Required work
In the material below, repeat only the lines from the one that holds "Objective — one point per instance of the door in" through the final line, exactly as they stand.

Data for processing
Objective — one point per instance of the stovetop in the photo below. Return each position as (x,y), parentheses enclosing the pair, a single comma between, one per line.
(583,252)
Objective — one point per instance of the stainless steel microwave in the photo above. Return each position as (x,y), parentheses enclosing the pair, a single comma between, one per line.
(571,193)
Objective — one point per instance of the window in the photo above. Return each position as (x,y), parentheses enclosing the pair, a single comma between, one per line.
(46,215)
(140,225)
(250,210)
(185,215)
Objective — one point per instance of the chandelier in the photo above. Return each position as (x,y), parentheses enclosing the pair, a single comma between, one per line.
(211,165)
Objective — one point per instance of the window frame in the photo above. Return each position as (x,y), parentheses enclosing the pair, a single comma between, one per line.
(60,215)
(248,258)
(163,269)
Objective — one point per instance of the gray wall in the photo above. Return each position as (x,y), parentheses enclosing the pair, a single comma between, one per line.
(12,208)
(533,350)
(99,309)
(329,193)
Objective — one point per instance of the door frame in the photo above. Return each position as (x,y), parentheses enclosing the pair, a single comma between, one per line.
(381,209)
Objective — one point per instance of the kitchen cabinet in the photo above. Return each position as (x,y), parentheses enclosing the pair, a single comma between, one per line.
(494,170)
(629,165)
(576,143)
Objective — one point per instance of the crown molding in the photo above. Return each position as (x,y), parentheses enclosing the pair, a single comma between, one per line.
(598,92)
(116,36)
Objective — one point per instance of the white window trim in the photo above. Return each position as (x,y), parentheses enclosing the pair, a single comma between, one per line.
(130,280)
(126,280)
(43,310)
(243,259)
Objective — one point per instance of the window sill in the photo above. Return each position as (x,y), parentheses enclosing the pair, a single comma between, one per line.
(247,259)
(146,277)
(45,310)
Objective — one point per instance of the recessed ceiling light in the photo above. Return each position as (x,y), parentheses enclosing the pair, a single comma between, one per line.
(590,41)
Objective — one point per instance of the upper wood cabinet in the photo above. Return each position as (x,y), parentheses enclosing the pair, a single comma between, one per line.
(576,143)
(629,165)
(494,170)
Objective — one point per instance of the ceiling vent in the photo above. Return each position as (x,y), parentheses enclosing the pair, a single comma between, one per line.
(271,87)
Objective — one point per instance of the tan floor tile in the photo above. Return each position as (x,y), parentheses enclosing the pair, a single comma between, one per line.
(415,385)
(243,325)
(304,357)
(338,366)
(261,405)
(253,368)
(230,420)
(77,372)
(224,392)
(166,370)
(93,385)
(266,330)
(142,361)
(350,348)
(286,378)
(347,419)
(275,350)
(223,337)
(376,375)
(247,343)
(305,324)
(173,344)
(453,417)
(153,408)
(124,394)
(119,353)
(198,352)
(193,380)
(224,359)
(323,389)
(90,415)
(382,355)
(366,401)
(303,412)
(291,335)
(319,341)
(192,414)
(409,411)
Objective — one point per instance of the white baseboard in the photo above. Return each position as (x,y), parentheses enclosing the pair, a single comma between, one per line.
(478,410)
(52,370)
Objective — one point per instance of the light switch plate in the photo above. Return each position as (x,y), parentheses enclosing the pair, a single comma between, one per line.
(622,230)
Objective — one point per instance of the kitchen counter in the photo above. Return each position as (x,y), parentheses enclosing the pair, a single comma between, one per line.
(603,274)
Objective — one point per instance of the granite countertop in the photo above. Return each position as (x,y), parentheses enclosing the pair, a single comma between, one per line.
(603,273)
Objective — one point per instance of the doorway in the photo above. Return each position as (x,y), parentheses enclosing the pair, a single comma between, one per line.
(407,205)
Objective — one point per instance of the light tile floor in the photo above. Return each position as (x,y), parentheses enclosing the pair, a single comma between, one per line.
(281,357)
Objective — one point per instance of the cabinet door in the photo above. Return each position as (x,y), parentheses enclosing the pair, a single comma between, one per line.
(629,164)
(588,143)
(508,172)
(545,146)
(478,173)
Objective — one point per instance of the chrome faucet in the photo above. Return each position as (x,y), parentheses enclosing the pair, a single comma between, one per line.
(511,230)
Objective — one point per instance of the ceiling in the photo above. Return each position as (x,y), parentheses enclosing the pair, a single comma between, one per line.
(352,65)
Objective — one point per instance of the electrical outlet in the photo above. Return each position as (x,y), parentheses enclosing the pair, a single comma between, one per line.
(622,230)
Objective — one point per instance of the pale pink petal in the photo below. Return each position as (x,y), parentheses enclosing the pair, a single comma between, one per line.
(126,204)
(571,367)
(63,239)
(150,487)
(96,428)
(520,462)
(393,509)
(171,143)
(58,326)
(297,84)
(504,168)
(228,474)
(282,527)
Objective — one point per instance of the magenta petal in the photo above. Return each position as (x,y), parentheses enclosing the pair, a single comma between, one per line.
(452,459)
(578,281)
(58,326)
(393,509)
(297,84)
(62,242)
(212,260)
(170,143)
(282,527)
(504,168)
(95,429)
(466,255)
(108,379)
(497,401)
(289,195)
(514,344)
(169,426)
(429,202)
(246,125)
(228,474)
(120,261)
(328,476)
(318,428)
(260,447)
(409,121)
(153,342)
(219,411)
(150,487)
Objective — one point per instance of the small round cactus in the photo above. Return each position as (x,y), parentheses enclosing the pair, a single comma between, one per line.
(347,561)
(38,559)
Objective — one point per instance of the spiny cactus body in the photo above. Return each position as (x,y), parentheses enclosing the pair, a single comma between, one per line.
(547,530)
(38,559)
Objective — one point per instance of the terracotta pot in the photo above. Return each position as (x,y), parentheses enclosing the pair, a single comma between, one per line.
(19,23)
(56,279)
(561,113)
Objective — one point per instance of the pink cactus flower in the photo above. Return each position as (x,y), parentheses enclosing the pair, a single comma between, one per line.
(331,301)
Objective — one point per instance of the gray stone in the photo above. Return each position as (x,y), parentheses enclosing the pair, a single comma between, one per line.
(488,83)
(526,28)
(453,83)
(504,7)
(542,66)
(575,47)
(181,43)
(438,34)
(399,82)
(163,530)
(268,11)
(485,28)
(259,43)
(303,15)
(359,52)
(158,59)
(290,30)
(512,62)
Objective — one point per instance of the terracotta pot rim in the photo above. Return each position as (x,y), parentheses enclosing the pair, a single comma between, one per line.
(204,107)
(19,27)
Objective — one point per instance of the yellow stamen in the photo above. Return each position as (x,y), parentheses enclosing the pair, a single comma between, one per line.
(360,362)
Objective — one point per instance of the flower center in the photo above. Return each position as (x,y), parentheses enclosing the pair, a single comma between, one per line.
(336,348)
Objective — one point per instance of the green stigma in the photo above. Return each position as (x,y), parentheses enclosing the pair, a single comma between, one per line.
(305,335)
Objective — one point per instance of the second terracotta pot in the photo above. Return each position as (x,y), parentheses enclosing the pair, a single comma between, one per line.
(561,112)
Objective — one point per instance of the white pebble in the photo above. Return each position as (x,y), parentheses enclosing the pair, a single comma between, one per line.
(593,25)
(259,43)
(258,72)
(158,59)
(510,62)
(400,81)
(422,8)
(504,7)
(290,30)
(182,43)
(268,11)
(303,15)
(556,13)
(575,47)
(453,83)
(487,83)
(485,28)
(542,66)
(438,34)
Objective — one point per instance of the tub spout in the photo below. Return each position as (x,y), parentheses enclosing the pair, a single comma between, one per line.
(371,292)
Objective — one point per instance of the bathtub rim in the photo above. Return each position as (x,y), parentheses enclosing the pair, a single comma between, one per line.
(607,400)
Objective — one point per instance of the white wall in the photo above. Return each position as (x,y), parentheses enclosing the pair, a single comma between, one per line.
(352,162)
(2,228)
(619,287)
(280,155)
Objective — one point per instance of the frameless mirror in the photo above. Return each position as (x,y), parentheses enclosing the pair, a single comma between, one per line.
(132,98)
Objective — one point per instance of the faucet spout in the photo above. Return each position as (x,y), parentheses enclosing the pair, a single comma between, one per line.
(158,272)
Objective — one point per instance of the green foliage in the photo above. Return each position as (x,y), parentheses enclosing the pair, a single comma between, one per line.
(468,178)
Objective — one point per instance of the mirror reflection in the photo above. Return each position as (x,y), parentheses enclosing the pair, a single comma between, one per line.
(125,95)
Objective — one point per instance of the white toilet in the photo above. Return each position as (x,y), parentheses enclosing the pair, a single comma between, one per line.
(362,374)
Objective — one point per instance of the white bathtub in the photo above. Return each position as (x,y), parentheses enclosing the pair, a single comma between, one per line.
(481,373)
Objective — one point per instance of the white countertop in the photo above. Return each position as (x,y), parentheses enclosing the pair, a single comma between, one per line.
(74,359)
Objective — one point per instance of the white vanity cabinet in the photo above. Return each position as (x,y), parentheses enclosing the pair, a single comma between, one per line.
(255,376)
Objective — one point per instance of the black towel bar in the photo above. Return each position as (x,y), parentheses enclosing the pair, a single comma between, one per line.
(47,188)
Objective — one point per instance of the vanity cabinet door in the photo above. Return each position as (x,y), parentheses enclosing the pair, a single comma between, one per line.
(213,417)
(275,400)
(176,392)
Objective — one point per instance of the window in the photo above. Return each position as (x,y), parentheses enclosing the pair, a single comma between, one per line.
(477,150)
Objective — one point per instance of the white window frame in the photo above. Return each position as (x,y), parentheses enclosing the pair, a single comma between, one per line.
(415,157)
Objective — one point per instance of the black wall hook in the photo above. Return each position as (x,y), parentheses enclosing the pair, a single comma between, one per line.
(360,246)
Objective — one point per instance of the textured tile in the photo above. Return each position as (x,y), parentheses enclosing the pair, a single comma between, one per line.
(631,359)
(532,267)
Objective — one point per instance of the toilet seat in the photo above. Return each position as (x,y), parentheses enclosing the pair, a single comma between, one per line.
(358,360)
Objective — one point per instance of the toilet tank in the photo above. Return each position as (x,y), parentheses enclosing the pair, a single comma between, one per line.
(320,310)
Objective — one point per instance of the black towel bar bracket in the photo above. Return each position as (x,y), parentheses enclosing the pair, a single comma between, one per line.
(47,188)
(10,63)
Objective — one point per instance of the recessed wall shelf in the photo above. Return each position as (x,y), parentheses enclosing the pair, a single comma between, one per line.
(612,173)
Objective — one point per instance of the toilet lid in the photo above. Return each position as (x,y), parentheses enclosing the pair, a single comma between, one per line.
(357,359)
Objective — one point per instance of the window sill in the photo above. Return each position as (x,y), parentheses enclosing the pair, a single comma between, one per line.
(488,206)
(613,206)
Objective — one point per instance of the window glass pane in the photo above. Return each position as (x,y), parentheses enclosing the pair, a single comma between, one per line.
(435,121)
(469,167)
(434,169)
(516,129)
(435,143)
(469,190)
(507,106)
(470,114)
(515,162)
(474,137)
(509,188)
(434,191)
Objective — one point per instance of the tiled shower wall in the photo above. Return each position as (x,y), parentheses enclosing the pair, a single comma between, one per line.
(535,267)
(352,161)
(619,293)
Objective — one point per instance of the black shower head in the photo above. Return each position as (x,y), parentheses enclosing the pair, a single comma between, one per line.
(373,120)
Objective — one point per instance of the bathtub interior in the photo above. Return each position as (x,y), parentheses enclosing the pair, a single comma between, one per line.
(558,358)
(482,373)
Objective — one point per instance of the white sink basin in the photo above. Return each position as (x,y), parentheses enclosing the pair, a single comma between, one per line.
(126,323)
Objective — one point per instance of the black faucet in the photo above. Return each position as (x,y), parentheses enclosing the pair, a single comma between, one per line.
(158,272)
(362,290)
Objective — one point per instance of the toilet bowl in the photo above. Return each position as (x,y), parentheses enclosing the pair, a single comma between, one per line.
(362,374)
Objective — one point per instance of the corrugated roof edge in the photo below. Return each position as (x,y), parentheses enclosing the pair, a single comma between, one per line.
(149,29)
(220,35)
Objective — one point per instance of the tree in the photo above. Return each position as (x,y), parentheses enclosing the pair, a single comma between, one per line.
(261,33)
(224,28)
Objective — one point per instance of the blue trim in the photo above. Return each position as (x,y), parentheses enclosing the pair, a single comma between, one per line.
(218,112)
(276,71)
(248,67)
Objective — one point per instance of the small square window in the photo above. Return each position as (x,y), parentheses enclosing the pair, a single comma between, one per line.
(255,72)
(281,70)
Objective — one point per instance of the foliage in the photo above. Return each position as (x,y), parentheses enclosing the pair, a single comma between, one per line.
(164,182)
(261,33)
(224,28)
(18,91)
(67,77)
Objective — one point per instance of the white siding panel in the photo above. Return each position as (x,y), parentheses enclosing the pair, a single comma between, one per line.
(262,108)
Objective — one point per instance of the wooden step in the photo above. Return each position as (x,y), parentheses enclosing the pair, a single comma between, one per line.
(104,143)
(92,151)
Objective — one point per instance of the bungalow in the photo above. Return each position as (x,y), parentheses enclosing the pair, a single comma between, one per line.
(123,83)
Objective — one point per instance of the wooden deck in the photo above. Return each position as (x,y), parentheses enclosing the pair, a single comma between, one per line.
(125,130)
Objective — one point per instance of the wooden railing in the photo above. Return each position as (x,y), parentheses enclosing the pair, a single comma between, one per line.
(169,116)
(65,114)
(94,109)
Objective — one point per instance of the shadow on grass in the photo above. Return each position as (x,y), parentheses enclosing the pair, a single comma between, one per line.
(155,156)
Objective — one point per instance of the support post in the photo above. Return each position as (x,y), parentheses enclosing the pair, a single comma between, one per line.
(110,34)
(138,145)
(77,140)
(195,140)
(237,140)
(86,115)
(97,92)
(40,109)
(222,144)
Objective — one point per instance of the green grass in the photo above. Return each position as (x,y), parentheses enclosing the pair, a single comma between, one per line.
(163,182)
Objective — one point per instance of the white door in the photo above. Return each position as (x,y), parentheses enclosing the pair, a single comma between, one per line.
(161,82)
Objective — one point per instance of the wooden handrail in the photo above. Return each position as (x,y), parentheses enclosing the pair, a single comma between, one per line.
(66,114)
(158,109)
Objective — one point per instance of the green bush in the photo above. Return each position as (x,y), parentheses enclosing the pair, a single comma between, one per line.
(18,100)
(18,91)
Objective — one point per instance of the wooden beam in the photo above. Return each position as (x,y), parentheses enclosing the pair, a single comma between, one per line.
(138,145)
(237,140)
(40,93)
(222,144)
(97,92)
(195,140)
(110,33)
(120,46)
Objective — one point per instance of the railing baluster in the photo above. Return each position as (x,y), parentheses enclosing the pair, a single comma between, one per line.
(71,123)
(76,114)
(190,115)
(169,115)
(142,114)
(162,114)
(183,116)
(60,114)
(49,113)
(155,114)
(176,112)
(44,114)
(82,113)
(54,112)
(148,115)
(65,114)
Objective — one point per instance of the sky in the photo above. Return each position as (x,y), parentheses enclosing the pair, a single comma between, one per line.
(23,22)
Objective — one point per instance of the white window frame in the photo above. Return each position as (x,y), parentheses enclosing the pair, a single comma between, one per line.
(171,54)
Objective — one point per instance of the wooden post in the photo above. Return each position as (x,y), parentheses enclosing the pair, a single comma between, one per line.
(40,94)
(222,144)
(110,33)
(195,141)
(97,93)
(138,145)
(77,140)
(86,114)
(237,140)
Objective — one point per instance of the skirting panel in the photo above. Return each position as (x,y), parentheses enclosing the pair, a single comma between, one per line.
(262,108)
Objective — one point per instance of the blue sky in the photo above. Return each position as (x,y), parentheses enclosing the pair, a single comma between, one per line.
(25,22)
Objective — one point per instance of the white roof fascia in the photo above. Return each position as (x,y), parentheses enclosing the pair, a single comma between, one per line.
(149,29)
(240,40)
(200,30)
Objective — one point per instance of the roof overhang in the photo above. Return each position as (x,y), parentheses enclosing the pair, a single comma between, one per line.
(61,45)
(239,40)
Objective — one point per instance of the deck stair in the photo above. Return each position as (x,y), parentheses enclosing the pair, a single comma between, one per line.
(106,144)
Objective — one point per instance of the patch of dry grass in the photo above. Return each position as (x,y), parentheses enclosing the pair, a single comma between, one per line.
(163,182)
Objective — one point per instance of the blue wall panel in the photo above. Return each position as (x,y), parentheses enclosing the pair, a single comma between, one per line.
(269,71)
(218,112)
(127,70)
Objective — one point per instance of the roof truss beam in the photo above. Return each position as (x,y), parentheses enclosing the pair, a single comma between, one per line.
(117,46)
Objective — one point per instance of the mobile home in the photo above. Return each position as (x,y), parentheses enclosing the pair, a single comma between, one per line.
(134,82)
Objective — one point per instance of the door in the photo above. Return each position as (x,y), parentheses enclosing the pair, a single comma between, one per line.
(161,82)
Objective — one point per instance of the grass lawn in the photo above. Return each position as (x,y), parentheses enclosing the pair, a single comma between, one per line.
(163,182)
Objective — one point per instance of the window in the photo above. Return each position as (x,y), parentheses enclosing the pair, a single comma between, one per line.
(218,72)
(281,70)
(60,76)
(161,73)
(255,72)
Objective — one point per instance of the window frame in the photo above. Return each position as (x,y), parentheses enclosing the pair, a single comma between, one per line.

Finished exercise
Objective — one point per instance of the door in the photo above. Return each position as (x,y), parentheses enclosing the pair, a single comma between, one per line.
(161,82)
Objective — one point per instance of the grass lawn in the photo above. Return each position as (x,y), parentheses enclosing the pair, a single comma between, one per line.
(163,182)
Objective — one point per instance of the window in the photo above. Return each position as (x,y), parentheses enclosing the pair, a single comma between, one per line.
(218,72)
(281,70)
(60,76)
(161,73)
(255,72)
Objective — one point per instance of the window frame in the photo above. Return each position as (x,y), parentheses enclosing the pair, a single comma between, one per line.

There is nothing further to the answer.